Case Law Details

Case Name : Surinder Kumar Vs ACIT (ITAT Delhi)
Appeal Number : Income Tax Appeal No. 467/DEL/2011 & 2222/DEL/2012
Date of Judgement/Order : 16/06/2015
Related Assessment Year : 2007-08 & 2009-10
Courts : All ITAT (4780) ITAT Delhi (1049)

Brief of the Case: In the cited case, ITAT inter-alia held that since the payments have been made as reimbursement of expenses to the agents of the appellant, therefore, appellant was not obliged to deduct TDS under section 194C of the Act and as such, no disallowance is warranted u/s 40(a)(ia) of the IT Act.

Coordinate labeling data

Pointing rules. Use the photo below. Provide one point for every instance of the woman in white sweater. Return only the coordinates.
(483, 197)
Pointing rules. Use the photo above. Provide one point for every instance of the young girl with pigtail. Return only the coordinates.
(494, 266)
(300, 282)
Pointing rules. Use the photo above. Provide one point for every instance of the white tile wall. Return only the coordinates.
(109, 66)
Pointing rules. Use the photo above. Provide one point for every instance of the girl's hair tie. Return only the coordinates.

Requirement 1: Please write out the part of the case summary starting with "Case Law Details" and going on through "ITAT Delhi (1049)".
Requirement 2: Condense the paragraph of the case summary that begins "Brief of the Case" into a shorter version that keeps its main facts.
Requirement 3: According to the case summary, on what date was the judgement or order issued?

Correct response 1:
Case Law Details

Case Name : Surinder Kumar Vs ACIT (ITAT Delhi)
Appeal Number : Income Tax Appeal No. 467/DEL/2011 & 2222/DEL/2012
Date of Judgement/Order : 16/06/2015
Related Assessment Year : 2007-08 & 2009-10
Courts : All ITAT (4780) ITAT Delhi (1049)

Correct response 2: ITAT held that the payments were reimbursements of expenses to the appellant's agents. The appellant therefore had no duty to deduct TDS under section 194C, and no disallowance under section 40(a)(ia) was warranted.

Correct response 3: 16/06/2015